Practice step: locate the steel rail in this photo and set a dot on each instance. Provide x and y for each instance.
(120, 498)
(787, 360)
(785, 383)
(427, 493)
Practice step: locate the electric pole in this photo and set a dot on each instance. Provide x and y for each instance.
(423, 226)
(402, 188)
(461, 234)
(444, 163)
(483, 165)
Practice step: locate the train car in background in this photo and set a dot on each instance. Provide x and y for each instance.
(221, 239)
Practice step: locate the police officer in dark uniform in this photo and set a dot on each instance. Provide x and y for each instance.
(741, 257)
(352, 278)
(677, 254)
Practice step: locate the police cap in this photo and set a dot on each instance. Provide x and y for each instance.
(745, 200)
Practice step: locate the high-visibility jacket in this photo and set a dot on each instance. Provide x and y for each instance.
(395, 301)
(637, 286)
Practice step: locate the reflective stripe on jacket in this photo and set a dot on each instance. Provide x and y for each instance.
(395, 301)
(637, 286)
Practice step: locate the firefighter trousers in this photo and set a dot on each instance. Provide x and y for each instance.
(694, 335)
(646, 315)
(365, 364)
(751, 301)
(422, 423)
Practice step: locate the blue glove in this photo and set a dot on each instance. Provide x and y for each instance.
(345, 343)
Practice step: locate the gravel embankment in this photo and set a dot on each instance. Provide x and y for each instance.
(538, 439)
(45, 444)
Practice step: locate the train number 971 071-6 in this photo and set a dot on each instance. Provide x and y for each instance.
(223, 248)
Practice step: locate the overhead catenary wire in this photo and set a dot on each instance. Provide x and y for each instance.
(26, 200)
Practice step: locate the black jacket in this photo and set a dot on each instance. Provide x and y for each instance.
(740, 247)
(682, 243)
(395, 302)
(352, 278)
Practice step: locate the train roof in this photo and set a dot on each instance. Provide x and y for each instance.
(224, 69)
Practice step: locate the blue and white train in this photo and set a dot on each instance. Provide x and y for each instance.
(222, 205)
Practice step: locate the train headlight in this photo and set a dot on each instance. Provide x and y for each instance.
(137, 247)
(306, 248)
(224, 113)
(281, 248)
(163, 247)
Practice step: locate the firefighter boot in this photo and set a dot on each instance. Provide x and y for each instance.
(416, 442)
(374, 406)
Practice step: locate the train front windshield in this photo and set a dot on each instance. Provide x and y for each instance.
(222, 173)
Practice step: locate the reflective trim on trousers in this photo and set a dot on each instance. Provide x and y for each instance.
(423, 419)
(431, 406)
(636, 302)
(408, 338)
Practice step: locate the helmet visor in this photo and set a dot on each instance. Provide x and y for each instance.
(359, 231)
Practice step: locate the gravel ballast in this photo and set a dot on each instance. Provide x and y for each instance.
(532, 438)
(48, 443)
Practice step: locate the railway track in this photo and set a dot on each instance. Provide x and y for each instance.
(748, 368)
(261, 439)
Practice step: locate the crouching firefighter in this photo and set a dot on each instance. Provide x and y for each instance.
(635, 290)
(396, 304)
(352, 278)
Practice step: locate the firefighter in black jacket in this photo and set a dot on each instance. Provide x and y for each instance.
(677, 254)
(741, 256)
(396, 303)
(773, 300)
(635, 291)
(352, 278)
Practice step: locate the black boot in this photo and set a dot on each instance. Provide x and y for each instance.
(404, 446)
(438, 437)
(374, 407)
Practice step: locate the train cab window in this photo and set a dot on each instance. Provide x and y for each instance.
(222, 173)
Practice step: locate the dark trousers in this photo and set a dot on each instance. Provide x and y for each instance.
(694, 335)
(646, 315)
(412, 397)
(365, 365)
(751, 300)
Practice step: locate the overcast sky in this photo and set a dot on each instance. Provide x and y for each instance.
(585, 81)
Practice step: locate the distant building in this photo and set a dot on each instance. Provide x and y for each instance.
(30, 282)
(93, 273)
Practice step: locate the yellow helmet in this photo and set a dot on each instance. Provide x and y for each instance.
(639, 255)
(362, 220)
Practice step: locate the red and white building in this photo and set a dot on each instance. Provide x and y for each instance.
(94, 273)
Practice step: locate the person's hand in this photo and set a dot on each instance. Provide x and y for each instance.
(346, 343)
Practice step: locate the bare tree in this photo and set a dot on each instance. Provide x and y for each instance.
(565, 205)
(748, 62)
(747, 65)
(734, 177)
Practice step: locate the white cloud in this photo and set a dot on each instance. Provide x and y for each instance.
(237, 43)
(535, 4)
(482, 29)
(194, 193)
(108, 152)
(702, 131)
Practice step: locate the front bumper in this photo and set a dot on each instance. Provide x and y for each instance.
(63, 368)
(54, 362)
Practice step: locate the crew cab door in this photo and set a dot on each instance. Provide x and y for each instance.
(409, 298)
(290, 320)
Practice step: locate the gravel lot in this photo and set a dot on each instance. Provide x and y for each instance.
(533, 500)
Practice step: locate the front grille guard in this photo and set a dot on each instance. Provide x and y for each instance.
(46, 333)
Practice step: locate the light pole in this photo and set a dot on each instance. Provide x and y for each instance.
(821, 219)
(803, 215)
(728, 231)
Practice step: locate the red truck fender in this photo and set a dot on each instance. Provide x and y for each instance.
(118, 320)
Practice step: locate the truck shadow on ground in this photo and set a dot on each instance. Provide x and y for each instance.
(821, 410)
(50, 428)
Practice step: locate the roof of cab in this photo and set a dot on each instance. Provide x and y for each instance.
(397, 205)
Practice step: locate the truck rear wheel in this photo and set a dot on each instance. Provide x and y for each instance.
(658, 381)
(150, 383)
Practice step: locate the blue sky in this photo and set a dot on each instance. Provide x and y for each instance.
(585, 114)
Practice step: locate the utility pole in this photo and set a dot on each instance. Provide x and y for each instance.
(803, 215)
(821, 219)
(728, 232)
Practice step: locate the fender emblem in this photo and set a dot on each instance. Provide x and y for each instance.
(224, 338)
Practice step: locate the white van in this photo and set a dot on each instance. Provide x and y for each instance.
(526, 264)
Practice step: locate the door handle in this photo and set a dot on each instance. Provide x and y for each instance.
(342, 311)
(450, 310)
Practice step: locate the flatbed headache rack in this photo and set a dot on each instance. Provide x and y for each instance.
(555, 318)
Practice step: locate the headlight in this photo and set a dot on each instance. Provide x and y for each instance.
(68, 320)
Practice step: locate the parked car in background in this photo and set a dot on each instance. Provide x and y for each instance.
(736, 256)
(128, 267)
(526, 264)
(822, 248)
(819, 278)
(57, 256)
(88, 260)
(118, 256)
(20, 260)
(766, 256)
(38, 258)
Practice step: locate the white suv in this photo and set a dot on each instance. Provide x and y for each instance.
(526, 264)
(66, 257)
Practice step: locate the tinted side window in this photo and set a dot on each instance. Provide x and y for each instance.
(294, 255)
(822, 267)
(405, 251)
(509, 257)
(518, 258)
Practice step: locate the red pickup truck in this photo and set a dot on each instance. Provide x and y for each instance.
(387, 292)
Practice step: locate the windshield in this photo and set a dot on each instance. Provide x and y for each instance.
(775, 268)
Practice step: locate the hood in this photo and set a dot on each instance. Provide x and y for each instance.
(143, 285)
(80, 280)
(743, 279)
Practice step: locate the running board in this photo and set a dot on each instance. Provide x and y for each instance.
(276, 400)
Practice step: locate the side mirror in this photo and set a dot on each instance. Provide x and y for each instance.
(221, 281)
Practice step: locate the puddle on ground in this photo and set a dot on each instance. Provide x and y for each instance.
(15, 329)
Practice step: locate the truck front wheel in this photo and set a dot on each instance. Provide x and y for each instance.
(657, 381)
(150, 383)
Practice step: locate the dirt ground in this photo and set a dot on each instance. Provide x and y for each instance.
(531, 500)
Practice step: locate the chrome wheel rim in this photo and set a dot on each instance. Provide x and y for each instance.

WORK TO BE COMPLETED
Provide all the records again, word for word.

RESULT FOR THIS EXERCISE
Practice step: locate the steel rail in this photo and set a dot on each instance. Provide x and y for each instance.
(120, 498)
(787, 360)
(785, 383)
(427, 493)
Practice step: locate the electric pole in this photo and set a dot on each instance. Provide x and y for each instance.
(423, 226)
(402, 188)
(461, 234)
(444, 163)
(483, 165)
Practice step: locate the train car in background in this photo and set a dot on each instance. Provide x and y for each instance.
(221, 239)
Practice step: locate the police officer in dark uniform in this photo and set a dot on each instance. Provide x and y for each instance.
(741, 257)
(352, 278)
(677, 254)
Practice step: locate the police cap in this photo and set a dot on each instance. Provide x and y for each instance.
(745, 200)
Practice step: locate the high-visibility jacket in this photo and set a dot on each instance. Provide x and y for each instance.
(395, 301)
(637, 286)
Practice step: locate the reflective stripe on jacket in this photo and set a dot on each instance. Provide x and y for each instance.
(395, 301)
(637, 286)
Practice step: locate the firefighter trousers in this photo and set a dot on each instance. Provide x and y for each instance.
(694, 335)
(646, 315)
(365, 364)
(751, 301)
(422, 423)
Practice step: locate the blue glove in this photo and set a dot on each instance. Provide x and y for each instance.
(345, 343)
Practice step: locate the gravel embankment in this photo and set a dot on each instance. Provide x and y for each instance.
(538, 439)
(45, 444)
Practice step: locate the train number 971 071-6 in this photo and set a dot on each instance. Provide x and y for each instance.
(223, 248)
Practice step: locate the overhead catenary wire in this photo and set a dot on each instance. Provide x and y for each instance.
(26, 200)
Practice step: locate the black jacket in this photo and set a dot on each instance. Provide x and y for each instance.
(740, 247)
(682, 243)
(395, 302)
(352, 278)
Practice step: locate the train roof in this photo and set a dot on each instance. Provide x and y for each instance.
(224, 69)
Practice step: locate the blue and white train in this photo and set a dot on each instance. Provide x and y for each instance.
(222, 205)
Practice step: locate the train headlight in this photo and set a dot on each instance. Provide x and y for each instance.
(137, 247)
(306, 248)
(224, 113)
(281, 248)
(163, 247)
Practice step: locate the firefighter boot in this photo and set a dot on each instance. Provide x and y for each instance.
(416, 442)
(374, 406)
Practice step: locate the train front windshield in this photo and set a dot on each instance. Provide x and y for each instance.
(222, 173)
Practice step: locate the reflective trim on trousers in this photo and set a dot on each instance. Provide x and y for each instance.
(423, 419)
(431, 406)
(636, 302)
(408, 338)
Practice step: locate the helmet visor in this photo and set a dot on each instance. Provide x and y for each instance.
(359, 231)
Practice step: locate the gravel ballast in this photo and set a dot on each instance. Provide x and y for each instance.
(532, 438)
(48, 443)
Practice step: locate the railway track in this photo and set a dot on each instance. Provide x and y for each instance.
(748, 368)
(261, 439)
Practice step: locate the crouching firefighter in this photo and set a dot on each instance. Provide x and y for each instance.
(635, 290)
(396, 304)
(352, 278)
Practice step: locate the firefighter in black jacket in this photo and set a dot on each instance. Provide x and y for each instance.
(677, 254)
(741, 256)
(396, 303)
(773, 300)
(635, 291)
(352, 278)
Practice step: locate the black boot in this photo and set a dot on each instance. Provide x and y for each instance.
(404, 446)
(438, 437)
(374, 407)
Practice step: locate the train cab window in this photo and set a dot on each instance. Provide x and y for each instance.
(222, 173)
Practice step: locate the dark trousers in this photo and set a dot on each instance. Provide x and y for each instance.
(694, 335)
(646, 315)
(412, 397)
(365, 365)
(751, 300)
Practice step: locate the overcast sky in this photo and set a dot on each instance. Provide x and y for each instance.
(585, 81)
Practice step: locate the distant building in this photo and set a dot on each instance. Provide x and y for each instance.
(30, 282)
(93, 273)
Practice step: locate the yellow helmet in this photo and set a dot on each instance. Provide x and y for each instance.
(639, 255)
(362, 220)
Practice step: locate the red and white building in this photo and set a dot on each instance. Provide x and y for each instance.
(94, 273)
Practice step: locate the person's hand in this photo and set a dot on each instance. Provide x and y for each instance.
(346, 343)
Practice step: locate the bare tree in this photo and set a dot on each instance. Provide x and y for each instance.
(565, 205)
(748, 62)
(747, 65)
(734, 177)
Practice step: locate the white cloud in this photo and set a dot on each instance. Provide x and y for each instance.
(237, 43)
(535, 4)
(482, 29)
(194, 193)
(108, 152)
(702, 131)
Practice step: locate the front bumper in this photo and set a dot on each instance. Provide x and y for each instance.
(63, 368)
(54, 362)
Practice step: locate the crew cab door in this photo and set a dot on each instance. Provide x and y for each instance.
(409, 298)
(290, 320)
Practice step: locate the gravel lot in this photo and set a dot on each instance. Provide x and y for each instance.
(533, 500)
Practice step: locate the front grille guard in this photo and set a dot on each instance. Provide x and y for each instance.
(46, 333)
Practice step: locate the light pole in this photo and set a dot on each instance. Provide x and y for each instance.
(821, 219)
(803, 215)
(728, 231)
Practice step: locate the red truck fender in this photo and set a dot on each instance. Provide x and y for each instance.
(118, 320)
Practice step: locate the truck shadow on ground in this photo and set a dot on each instance. Provide x and y for each instance.
(821, 410)
(50, 428)
Practice step: locate the roof of cab in this photo and set a dot on each instance. Provide x and y for each instance.
(397, 205)
Practice step: locate the truck rear wheel in this photo and set a dot on each instance. Provide x and y for each instance.
(658, 381)
(150, 383)
Practice step: locate the blue sky in this photo and set a dot on each instance. Provide x and y for each instance.
(585, 114)
Practice step: locate the utility pole in this photo and set a dot on each instance. Provide x and y for each instance.
(803, 215)
(821, 219)
(728, 232)
Practice step: locate the fender emblem in this photo and set a dot on each instance. Provide x and y for each instance.
(224, 338)
Practice step: locate the white van in this photo and set a dot on each instance. Provide x and y for each instance.
(526, 264)
Practice step: locate the door handle in this photo and set a dot on each instance. Provide x and y for each instance.
(342, 311)
(450, 310)
Practice step: locate the flatbed headache rack in this photo and set a dot on each instance. Provide x and y for each instance.
(555, 318)
Practice step: locate the headlight in this photo and set a dot on each instance. Provide x and y for each instance.
(68, 320)
Practice step: locate the parked car in background in this photo and set a dot on each instance. Provide x and y for each instance.
(736, 256)
(128, 267)
(526, 264)
(822, 248)
(819, 278)
(57, 256)
(88, 260)
(118, 256)
(20, 260)
(766, 256)
(38, 258)
Practice step: locate the white suv in this photo and set a dot on each instance. Provide x and y for each instance.
(526, 264)
(66, 257)
Practice step: locate the tinted side window in this photo and set a dot on each instance. Provide x and y for each instance.
(294, 255)
(822, 267)
(405, 251)
(509, 257)
(518, 258)
Practice step: locate the red pickup truck in this photo and set a dot on each instance. Provide x and y for each instance.
(387, 292)
Practice step: locate the windshield in this photo and set a dot on each instance. Provide x and y for each instance.
(775, 268)
Practice step: locate the hood in this photo and set a dot on each instance. Provide x and y for each instance.
(143, 285)
(80, 280)
(743, 279)
Practice step: locate the running board in this photo and set a dot on each instance. Provide x and y for each instance.
(276, 400)
Practice step: locate the side mirror in this photo and set a dot on each instance. Provide x and y for each instance.
(221, 281)
Practice step: locate the puddle on ground in this photo and set a dot on each instance. Provide x and y for each instance.
(15, 329)
Practice step: locate the truck front wheel in this photo and set a dot on each instance. Provide x and y for each instance.
(657, 381)
(150, 383)
Practice step: locate the dirt ground in this photo and set a dot on each instance. Provide x and y for each instance.
(531, 500)
Practice step: locate the chrome wheel rim in this photo and set a dot on each instance. Provide x and y for each instance.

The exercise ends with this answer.